In the account below of a gray day cruising Georgia's Intracoastal Waterway, what share of Sapelo Island is owned by the State of Georgia?

Excerpt –
==*==
On A Gray Day

We were told that Georgia has more marsh land than any other state but proving it online was too much of a challenge. One thing for sure, our marine pathway through all the salt marshes was serpentine. No sooner did we traverse one section of the Intracoastal Waterway only to make a near U-turn and then nearly repeat the same route, albeit 100 yards further east. Above is one such segment as we snaked our way though the considerable wetlands of Georgia.

Though common but well named, Snowy Egrets pick tidal scrub growth to fashion their nests and raise their young. Scientists tell us that these egrets only recognize their mate by a "greeting dance" they do when returning to the nest, no matter how long they've been together. What do scientists know - maybe the birds are just happy to see their relief return.

At times we seem to cruise in remote backwaters but there is a actually a fair amount of traffic on the ICW. 
This is the tug LouAnna Guidry pushing two small barges, one of which is a fuel barge.

 Approaching Sapelo Island, the lighthouse is as much cosmetic as it is practical now that shipping follows other waterways.

Sapelo Island is 97% owned by the State of Georgia so I can only guess that this is a part of a tidal catwalk for the University of Georgia's Marine Biology Institute there.

This is the only way on and off Sapelo Island. Once established as a slave plantation, the island has gone through several other owners before the State of Georgia took over. The last major owner was R. J. Reynolds, Jr, scion of the tobacco empire. His mansion is now a Georgia State Park.

These twenty-plus hardy souls are coming back to the American Spirit after an afternoon on Sapelo Island. Of all the many fine field trips and excursions, this turned out to be the least popular. The weather and limited facilities on Sapelo conspired to produce something less than an optimal experience. The R. J. Reyolds's mansion was rented out, thus closed, the school bus that took them around was a tad uncomfortable and the wind and rain made moving about outside uncomfortable.

Despite the weather, there were always adventuresome souls who loved being outdoors. Get a little exercise and watch the world go by the Intracoastal Waterway - this is Janine who didn't let any weather bother her.
==*==
Record set –
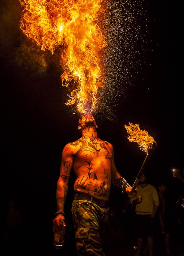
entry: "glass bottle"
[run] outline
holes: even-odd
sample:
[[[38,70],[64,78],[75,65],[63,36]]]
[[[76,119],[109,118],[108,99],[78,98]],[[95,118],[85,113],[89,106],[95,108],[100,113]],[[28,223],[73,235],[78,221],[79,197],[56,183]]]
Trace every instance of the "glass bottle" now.
[[[64,245],[65,227],[62,227],[61,230],[54,233],[54,246],[57,249],[60,249]]]

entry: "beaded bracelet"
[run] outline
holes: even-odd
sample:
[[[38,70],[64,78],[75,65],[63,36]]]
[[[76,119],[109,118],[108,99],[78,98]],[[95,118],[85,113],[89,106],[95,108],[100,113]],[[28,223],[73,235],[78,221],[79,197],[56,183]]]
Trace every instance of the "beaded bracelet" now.
[[[62,214],[62,215],[64,216],[64,213],[63,212],[59,212],[59,211],[56,212],[55,214],[56,215],[59,215],[59,214]]]

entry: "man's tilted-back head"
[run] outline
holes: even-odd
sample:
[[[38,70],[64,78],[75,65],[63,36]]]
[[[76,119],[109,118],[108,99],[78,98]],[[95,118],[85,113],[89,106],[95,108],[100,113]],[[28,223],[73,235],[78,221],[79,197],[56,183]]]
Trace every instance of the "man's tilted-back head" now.
[[[79,120],[79,130],[85,130],[86,128],[91,128],[96,129],[98,126],[93,115],[90,114],[82,114]]]

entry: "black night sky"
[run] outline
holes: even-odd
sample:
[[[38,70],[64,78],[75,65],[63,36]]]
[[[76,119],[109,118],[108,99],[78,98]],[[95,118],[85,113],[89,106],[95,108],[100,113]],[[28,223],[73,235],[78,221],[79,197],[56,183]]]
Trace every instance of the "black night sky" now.
[[[141,59],[142,69],[133,77],[133,86],[127,91],[127,96],[112,110],[113,119],[108,118],[105,109],[94,113],[98,136],[113,145],[118,169],[131,184],[145,155],[127,138],[124,125],[129,122],[140,124],[157,142],[148,167],[153,184],[163,178],[169,180],[173,167],[183,168],[181,82],[176,64],[180,54],[175,39],[179,18],[176,7],[166,6],[162,1],[144,2],[149,4],[148,29],[153,39],[147,48],[153,51],[146,51]],[[6,207],[12,198],[20,210],[22,249],[24,253],[28,251],[26,255],[29,252],[31,255],[38,245],[42,252],[57,255],[52,251],[52,229],[56,182],[64,146],[80,137],[79,115],[74,114],[74,107],[64,104],[68,92],[61,86],[57,53],[54,61],[51,53],[44,53],[50,60],[44,69],[36,59],[40,52],[33,57],[29,51],[29,55],[24,56],[23,41],[25,46],[32,46],[19,28],[19,1],[3,0],[0,4],[3,203]],[[67,212],[70,210],[75,178],[72,173]],[[68,225],[72,230],[70,218]],[[67,245],[75,247],[72,232],[67,234]],[[42,245],[44,239],[47,248]]]

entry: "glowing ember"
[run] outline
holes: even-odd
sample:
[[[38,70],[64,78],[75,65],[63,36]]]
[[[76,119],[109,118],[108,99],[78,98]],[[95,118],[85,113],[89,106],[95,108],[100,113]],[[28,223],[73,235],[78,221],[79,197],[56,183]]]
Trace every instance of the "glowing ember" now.
[[[81,113],[91,112],[102,86],[98,53],[106,44],[97,24],[102,0],[19,1],[24,8],[20,27],[27,37],[52,54],[61,46],[64,48],[62,85],[78,81],[65,104],[76,103]]]
[[[141,130],[139,124],[133,124],[129,123],[129,125],[125,125],[129,137],[128,138],[129,141],[136,142],[140,149],[148,155],[149,150],[154,148],[154,144],[156,143],[153,138],[151,137],[147,131]]]

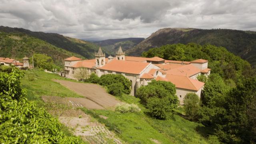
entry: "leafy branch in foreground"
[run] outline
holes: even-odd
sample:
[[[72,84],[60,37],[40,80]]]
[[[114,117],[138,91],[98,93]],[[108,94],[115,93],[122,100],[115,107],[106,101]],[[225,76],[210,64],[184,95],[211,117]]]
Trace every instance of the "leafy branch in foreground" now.
[[[56,118],[28,102],[20,81],[23,75],[16,68],[0,72],[0,143],[79,143],[79,138],[60,131]]]

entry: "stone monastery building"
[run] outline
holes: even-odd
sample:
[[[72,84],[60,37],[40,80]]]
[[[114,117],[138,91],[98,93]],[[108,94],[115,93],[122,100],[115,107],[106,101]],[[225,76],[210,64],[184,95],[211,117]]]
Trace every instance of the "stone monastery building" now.
[[[64,74],[62,75],[75,79],[74,74],[78,69],[86,68],[89,73],[95,72],[99,77],[105,74],[120,74],[132,82],[131,94],[134,96],[136,90],[147,85],[152,80],[171,82],[175,84],[180,102],[188,93],[194,92],[198,96],[204,83],[197,80],[198,75],[207,76],[211,69],[208,68],[208,61],[198,59],[191,62],[165,60],[158,57],[152,58],[126,56],[121,47],[116,57],[106,58],[100,47],[95,58],[83,60],[72,56],[64,60]]]

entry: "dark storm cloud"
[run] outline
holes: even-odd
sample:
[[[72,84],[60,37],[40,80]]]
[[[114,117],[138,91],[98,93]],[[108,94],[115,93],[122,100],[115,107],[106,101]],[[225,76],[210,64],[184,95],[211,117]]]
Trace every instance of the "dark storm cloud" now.
[[[78,38],[146,37],[164,27],[256,30],[256,0],[0,1],[0,25]]]

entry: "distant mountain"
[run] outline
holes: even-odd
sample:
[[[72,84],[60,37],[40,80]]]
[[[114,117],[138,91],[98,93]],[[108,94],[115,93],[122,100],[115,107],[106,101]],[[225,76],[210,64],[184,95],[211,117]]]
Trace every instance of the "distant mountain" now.
[[[0,57],[22,60],[24,56],[31,57],[36,53],[51,57],[60,66],[63,65],[64,59],[72,56],[84,58],[24,33],[0,32]]]
[[[58,48],[78,54],[87,58],[94,58],[98,47],[91,42],[55,33],[32,32],[22,28],[0,26],[0,32],[7,33],[21,32],[42,40]]]
[[[140,56],[150,48],[168,44],[194,42],[223,46],[256,66],[256,32],[229,29],[165,28],[158,30],[126,54]]]
[[[121,46],[122,50],[125,51],[133,48],[144,39],[144,38],[130,38],[108,39],[93,42],[101,46],[103,51],[114,55],[119,46]]]

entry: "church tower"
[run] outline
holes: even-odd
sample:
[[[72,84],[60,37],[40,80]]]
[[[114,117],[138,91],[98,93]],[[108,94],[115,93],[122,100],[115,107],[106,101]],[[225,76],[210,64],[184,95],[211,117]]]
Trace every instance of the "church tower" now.
[[[105,53],[102,52],[101,48],[100,47],[98,53],[95,54],[95,59],[96,59],[95,66],[96,68],[100,68],[105,65]]]
[[[117,52],[116,52],[116,60],[125,60],[124,52],[122,50],[121,46],[119,47],[119,49]]]

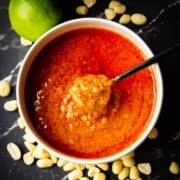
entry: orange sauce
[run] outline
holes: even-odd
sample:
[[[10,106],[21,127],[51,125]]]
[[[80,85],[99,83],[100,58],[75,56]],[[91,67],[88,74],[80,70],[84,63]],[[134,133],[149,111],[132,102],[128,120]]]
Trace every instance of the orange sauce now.
[[[112,86],[103,120],[68,119],[60,106],[76,77],[104,74],[111,79],[144,58],[128,39],[104,29],[79,29],[52,41],[36,57],[26,82],[26,105],[35,128],[59,151],[82,158],[109,156],[131,145],[153,109],[150,69]]]

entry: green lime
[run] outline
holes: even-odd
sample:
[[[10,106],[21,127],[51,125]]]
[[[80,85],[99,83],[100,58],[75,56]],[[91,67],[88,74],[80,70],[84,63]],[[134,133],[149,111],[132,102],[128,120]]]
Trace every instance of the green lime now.
[[[11,0],[9,19],[17,34],[34,42],[59,23],[61,11],[53,0]]]

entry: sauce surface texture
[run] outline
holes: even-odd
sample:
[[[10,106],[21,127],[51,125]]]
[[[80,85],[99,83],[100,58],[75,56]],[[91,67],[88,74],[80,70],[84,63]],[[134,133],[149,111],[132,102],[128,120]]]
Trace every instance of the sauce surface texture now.
[[[109,156],[132,144],[147,127],[156,97],[151,69],[112,86],[114,100],[103,120],[69,120],[60,111],[76,77],[113,78],[145,59],[128,39],[103,29],[79,29],[51,42],[36,58],[26,81],[28,114],[37,131],[60,152],[82,158]]]

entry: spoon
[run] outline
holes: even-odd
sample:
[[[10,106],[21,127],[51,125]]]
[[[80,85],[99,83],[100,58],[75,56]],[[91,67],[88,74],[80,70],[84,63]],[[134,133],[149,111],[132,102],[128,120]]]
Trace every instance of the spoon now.
[[[180,50],[180,43],[163,50],[162,52],[156,54],[155,56],[153,56],[152,58],[149,58],[148,60],[138,64],[137,66],[127,70],[126,72],[114,77],[112,79],[113,83],[116,83],[124,78],[126,78],[127,76],[130,76],[131,74],[134,74],[137,71],[140,71],[154,63],[160,62],[162,61],[164,58],[167,58],[169,56],[171,56],[173,53],[175,53],[176,51]]]

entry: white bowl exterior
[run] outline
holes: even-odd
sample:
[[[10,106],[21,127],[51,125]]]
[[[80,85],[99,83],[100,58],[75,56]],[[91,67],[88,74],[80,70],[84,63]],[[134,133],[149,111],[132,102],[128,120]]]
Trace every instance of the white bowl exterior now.
[[[62,23],[54,28],[52,28],[50,31],[45,33],[41,38],[39,38],[34,45],[30,48],[28,53],[26,54],[22,67],[20,69],[18,80],[17,80],[17,100],[19,103],[19,112],[20,115],[24,118],[27,127],[31,131],[31,133],[35,136],[37,139],[37,142],[42,144],[45,149],[47,149],[50,153],[55,154],[56,156],[75,163],[80,164],[97,164],[97,163],[104,163],[104,162],[112,162],[116,159],[119,159],[123,155],[135,150],[148,136],[152,128],[155,126],[159,113],[161,111],[162,106],[162,100],[163,100],[163,80],[161,76],[161,71],[159,69],[159,66],[153,65],[153,72],[155,74],[155,83],[156,83],[156,96],[157,100],[154,106],[154,112],[152,114],[152,118],[147,126],[147,128],[144,130],[143,134],[128,148],[124,149],[123,151],[116,153],[114,155],[103,157],[103,158],[96,158],[96,159],[87,159],[87,158],[79,158],[70,156],[64,153],[59,152],[57,149],[49,145],[37,132],[37,130],[33,127],[31,120],[28,116],[26,107],[25,107],[25,98],[24,98],[24,87],[25,87],[25,81],[27,77],[27,73],[29,71],[29,68],[31,67],[32,62],[34,61],[37,54],[45,47],[51,40],[55,39],[56,37],[69,32],[71,30],[80,29],[80,28],[101,28],[101,29],[107,29],[111,30],[113,32],[116,32],[118,34],[123,35],[127,39],[129,39],[131,42],[133,42],[139,49],[144,53],[144,55],[147,58],[150,58],[153,56],[152,51],[149,49],[149,47],[146,45],[146,43],[133,31],[129,30],[128,28],[124,27],[123,25],[120,25],[118,23],[104,20],[104,19],[97,19],[97,18],[81,18],[76,20],[70,20],[65,23]]]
==*==
Output below – 97%